----- MATERIAL PROVIDED
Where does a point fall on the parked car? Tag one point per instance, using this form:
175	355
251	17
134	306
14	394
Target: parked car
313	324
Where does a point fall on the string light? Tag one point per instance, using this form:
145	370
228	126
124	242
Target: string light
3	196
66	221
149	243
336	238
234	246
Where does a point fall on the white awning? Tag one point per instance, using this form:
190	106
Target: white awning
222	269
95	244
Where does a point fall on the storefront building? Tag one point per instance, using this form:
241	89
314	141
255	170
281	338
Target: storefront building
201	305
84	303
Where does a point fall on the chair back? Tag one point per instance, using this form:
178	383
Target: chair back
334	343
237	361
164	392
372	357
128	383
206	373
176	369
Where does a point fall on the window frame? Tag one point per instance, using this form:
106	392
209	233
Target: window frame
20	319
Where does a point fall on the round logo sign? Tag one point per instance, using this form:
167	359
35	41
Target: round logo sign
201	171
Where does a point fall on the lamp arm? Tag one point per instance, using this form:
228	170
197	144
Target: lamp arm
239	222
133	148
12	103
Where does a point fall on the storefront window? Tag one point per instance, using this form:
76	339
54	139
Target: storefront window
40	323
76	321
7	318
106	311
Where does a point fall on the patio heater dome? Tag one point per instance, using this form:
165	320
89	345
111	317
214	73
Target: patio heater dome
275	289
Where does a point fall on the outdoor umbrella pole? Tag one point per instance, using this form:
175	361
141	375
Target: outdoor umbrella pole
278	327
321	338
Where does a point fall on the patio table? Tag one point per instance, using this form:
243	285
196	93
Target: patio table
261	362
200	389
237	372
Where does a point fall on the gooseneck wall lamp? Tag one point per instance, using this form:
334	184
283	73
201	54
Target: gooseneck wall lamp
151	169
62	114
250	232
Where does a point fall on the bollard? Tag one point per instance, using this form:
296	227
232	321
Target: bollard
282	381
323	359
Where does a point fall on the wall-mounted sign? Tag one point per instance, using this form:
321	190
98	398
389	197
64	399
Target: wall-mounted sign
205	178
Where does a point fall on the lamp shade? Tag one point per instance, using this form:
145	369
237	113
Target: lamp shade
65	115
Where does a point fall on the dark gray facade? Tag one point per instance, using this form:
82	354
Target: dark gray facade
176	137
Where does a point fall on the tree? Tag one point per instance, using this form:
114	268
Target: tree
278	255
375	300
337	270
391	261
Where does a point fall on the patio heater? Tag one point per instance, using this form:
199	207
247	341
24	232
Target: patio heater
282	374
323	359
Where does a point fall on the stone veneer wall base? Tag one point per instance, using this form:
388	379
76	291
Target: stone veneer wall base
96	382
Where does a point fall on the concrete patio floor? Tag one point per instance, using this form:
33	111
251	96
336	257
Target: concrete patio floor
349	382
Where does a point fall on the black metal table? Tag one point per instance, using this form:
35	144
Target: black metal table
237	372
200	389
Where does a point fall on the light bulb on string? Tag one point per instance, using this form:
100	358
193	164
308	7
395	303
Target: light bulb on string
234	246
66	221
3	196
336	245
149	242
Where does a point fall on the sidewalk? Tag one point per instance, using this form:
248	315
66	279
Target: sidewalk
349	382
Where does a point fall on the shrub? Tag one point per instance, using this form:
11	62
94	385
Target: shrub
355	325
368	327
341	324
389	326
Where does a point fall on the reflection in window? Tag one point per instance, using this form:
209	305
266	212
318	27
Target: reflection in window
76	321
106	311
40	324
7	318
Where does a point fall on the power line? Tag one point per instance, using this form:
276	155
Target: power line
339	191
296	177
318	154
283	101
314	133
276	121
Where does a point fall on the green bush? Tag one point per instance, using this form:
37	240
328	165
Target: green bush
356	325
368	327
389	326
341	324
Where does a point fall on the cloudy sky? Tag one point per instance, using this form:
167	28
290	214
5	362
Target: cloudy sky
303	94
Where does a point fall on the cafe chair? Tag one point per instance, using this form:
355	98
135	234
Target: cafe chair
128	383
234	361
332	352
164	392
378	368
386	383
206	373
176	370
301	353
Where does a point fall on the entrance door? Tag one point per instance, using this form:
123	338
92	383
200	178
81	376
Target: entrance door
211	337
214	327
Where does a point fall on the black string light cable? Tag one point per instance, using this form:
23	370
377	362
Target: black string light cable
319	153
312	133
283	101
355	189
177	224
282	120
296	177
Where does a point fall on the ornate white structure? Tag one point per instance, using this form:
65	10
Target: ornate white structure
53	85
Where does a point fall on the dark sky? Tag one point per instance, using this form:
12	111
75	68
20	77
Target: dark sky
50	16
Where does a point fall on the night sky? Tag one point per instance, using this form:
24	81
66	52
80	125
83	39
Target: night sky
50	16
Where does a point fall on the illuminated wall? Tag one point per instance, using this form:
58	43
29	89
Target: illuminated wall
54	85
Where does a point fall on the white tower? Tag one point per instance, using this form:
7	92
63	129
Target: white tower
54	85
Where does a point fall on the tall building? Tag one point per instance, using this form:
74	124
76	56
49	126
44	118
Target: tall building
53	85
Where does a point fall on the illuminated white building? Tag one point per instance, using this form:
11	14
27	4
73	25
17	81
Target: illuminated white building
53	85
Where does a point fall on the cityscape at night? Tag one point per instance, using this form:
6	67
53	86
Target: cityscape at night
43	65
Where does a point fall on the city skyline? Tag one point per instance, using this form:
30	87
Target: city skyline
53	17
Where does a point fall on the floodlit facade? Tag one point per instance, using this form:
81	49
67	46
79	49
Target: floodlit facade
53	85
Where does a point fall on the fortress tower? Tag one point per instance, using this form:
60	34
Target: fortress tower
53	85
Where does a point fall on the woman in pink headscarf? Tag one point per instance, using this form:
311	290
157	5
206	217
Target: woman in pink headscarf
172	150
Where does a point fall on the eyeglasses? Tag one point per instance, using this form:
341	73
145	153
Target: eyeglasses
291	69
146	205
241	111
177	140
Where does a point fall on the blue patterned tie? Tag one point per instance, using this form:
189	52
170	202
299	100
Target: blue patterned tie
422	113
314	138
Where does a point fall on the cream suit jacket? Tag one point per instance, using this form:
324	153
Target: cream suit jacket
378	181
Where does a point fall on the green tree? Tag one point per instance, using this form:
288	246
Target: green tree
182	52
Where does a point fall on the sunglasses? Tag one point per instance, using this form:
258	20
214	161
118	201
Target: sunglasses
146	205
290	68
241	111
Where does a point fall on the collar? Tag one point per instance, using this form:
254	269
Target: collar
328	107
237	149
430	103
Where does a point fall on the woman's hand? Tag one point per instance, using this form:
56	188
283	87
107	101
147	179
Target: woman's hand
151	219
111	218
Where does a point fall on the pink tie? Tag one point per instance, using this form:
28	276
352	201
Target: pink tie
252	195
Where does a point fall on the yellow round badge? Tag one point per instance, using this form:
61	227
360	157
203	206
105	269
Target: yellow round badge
----------
Search the entries for the word "yellow", then list each line that holds it.

Where does a point fall on the yellow round badge? Tag one point per instance, using this form:
Target: yellow round badge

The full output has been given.